* **Problem details**
Please write out the part of the Brazil case study starting at "Geography IB, 5/09/05" and ending at "sort of conclusion.", substituting "surface area" for "land area".

* **Text block**
======

Sasha Zouev

Geography IB, 5/09/05

IB Case Study: Brazil

Population, Distribution, Density


        As one of the most commonly studied populous LEDC’s in the world, Brazil certainly has very interesting features and patterns regarding its population and distribution.  First of all, Brazil is the largest and most inhabited country in South America, and fifth in the world.  Its 8,500,000 square kilometer land area borders countries such as Colombia, Venezuela and Bolivia.  The aim of this case study is to examine, section by section, the different factors that affect Brazilian population growth and distribution by looking at areas such as geographical positioning, politics, history, and generate some sort of conclusion.

======

* **Records provided**
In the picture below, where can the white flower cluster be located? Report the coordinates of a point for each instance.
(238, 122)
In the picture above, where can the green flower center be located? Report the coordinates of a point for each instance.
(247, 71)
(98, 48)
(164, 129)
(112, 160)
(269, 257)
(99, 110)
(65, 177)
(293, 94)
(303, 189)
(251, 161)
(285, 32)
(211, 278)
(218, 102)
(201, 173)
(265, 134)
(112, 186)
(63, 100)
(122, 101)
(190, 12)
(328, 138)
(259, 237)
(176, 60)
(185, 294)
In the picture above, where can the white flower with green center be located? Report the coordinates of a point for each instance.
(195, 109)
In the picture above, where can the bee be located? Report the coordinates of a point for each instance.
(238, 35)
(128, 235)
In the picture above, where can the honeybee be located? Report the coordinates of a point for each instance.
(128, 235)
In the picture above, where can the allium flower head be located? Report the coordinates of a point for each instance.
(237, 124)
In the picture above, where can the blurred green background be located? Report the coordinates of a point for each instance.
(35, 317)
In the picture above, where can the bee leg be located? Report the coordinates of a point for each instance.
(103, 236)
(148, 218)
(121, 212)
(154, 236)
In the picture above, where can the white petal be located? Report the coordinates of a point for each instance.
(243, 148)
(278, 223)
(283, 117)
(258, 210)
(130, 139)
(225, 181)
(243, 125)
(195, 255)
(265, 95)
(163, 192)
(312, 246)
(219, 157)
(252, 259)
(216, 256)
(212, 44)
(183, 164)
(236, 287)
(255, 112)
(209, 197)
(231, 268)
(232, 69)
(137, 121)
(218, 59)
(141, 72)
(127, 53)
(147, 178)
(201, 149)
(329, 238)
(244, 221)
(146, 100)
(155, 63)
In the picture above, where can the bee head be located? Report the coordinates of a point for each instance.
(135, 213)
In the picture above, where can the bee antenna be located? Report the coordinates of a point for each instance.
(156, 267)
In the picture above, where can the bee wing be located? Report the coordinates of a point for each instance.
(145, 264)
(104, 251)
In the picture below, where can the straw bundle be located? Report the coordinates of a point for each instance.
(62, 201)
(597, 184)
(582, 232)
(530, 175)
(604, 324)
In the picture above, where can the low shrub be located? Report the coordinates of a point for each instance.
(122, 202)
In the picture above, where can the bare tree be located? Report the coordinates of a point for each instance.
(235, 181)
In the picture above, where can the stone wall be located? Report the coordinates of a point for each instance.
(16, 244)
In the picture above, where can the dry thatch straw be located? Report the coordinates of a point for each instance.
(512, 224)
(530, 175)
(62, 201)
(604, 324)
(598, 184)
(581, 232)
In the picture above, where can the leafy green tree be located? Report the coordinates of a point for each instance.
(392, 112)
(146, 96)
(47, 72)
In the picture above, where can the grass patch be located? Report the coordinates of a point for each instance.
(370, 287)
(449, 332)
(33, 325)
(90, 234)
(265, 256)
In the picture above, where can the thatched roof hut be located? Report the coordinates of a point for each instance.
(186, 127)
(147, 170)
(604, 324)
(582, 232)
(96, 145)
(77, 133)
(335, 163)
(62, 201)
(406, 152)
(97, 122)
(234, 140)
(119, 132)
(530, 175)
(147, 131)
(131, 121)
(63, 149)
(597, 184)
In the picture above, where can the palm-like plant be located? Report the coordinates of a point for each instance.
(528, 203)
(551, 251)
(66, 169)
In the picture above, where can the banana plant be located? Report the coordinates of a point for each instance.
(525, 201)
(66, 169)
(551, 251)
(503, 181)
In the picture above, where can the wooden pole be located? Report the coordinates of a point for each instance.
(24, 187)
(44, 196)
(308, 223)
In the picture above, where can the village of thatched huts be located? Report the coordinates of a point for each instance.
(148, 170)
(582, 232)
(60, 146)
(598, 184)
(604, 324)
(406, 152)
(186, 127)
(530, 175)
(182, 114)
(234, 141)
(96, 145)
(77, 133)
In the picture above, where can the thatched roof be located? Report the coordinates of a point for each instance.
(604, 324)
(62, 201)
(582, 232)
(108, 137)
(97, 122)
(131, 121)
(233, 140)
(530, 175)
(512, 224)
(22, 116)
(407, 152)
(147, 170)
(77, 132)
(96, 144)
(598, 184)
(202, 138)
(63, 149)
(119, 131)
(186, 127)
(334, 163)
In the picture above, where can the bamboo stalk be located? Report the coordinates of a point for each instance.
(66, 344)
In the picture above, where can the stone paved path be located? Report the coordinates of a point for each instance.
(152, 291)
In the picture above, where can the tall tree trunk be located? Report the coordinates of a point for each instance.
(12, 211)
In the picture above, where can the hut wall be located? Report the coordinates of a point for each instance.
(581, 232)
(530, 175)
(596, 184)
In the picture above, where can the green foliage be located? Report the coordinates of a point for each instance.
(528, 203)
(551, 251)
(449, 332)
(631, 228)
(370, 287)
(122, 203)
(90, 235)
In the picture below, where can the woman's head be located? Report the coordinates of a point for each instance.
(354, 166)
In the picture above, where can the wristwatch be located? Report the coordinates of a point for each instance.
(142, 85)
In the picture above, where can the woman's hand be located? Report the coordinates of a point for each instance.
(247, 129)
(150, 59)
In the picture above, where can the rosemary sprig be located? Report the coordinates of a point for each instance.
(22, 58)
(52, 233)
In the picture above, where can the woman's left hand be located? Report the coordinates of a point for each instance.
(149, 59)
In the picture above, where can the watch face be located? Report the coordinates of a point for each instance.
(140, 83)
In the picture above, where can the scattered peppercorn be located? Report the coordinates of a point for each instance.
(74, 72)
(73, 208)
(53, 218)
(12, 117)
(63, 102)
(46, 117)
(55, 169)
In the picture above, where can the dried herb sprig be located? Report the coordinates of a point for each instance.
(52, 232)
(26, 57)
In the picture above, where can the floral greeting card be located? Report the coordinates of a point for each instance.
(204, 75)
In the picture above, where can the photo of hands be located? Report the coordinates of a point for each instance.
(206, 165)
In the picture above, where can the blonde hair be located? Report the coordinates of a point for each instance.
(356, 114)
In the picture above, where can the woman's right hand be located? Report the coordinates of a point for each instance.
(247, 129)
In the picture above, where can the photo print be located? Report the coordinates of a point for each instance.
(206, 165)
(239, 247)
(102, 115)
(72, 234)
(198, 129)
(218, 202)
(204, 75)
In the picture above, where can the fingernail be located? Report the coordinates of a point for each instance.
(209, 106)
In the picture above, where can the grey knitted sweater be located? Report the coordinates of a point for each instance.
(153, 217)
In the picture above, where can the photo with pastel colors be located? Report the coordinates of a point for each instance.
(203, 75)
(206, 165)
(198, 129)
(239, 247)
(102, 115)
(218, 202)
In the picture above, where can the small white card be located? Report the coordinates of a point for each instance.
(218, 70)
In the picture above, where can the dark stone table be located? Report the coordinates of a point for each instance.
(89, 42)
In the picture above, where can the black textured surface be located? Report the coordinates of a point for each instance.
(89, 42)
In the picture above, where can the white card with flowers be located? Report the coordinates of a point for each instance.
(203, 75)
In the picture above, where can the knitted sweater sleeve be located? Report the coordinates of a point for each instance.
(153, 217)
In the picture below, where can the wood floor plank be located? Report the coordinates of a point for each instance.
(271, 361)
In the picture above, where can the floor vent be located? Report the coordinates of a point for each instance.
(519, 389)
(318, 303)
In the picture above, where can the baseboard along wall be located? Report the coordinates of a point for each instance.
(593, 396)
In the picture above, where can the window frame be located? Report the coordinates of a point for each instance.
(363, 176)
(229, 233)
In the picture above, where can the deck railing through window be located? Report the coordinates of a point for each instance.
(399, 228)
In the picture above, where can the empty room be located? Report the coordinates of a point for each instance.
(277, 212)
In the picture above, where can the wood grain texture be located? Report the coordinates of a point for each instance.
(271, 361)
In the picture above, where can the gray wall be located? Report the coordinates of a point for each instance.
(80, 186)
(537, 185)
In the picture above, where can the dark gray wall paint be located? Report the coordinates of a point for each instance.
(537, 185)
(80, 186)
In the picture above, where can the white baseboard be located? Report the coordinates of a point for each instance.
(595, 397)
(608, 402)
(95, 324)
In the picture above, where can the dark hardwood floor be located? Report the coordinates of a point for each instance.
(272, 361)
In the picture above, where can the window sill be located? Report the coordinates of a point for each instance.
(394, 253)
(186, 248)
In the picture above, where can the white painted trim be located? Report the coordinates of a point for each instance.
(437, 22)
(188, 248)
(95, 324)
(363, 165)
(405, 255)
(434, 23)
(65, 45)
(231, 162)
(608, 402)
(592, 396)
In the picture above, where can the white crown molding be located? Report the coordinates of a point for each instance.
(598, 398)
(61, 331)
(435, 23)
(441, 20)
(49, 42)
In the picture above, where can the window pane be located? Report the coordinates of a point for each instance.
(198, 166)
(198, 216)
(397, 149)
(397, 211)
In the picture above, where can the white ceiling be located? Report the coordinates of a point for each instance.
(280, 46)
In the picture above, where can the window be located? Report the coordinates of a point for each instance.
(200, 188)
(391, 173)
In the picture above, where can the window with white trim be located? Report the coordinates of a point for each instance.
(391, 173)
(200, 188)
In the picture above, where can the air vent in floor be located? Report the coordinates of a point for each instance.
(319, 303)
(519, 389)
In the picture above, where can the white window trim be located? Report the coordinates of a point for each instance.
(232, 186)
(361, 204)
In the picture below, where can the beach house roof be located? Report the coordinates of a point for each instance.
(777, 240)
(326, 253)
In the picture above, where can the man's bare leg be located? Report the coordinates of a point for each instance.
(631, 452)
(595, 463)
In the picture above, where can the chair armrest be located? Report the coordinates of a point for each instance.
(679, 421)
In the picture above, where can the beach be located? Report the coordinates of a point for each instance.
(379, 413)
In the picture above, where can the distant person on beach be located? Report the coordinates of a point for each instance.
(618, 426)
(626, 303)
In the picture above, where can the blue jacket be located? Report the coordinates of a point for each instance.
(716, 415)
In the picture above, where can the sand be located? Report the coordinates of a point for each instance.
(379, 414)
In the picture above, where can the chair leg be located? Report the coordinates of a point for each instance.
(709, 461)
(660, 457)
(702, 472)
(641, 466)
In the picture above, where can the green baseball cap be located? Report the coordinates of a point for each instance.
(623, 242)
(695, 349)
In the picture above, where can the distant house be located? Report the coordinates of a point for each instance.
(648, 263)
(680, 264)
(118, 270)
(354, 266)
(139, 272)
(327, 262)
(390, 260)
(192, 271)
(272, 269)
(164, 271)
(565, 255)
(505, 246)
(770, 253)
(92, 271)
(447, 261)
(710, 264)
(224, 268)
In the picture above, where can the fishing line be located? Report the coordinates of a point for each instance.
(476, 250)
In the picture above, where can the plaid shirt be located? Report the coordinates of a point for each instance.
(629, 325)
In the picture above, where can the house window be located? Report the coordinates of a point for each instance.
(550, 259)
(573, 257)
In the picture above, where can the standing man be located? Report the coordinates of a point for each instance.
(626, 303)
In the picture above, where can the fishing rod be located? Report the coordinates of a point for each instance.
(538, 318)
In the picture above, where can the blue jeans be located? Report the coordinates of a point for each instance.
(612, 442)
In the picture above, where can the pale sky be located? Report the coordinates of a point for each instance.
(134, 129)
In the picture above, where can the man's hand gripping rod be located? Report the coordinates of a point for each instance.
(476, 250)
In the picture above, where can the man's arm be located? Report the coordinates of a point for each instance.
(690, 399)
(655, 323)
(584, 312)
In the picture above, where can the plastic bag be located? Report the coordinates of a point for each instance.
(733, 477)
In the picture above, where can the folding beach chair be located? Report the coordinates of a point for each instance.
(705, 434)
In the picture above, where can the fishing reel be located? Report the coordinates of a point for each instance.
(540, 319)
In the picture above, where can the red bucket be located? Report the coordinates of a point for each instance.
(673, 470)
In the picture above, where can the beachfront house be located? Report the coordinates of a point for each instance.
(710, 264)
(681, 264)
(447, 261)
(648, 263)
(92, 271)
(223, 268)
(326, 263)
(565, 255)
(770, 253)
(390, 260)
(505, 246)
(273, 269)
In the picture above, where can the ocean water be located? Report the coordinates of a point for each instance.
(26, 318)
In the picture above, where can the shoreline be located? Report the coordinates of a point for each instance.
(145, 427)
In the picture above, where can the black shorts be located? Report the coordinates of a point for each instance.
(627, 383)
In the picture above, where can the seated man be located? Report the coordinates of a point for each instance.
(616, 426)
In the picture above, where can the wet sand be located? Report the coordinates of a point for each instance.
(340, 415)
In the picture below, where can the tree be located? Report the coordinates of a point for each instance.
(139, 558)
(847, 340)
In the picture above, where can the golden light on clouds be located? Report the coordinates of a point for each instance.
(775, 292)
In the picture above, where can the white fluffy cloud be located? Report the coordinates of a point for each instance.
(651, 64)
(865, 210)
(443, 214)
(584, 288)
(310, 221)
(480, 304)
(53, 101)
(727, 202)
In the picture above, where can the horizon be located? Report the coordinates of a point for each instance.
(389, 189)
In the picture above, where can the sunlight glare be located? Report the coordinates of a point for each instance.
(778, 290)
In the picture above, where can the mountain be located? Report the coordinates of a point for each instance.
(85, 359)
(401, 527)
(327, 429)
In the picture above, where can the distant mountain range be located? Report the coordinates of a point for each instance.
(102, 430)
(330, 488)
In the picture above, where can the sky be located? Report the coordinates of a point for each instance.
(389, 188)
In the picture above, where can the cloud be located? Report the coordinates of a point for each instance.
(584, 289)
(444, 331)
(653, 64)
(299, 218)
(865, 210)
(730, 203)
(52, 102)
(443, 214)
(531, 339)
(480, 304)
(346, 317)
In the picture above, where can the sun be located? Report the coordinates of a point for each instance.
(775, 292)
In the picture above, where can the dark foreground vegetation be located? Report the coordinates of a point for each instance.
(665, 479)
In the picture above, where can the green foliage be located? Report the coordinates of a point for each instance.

======

* **Solution**
Geography IB, 5/09/05

IB Case Study: Brazil

Population, Distribution, Density


        As one of the most commonly studied populous LEDC’s in the world, Brazil certainly has very interesting features and patterns regarding its population and distribution.  First of all, Brazil is the largest and most inhabited country in South America, and fifth in the world.  Its 8,500,000 square kilometer surface area borders countries such as Colombia, Venezuela and Bolivia.  The aim of this case study is to examine, section by section, the different factors that affect Brazilian population growth and distribution by looking at areas such as geographical positioning, politics, history, and generate some sort of conclusion.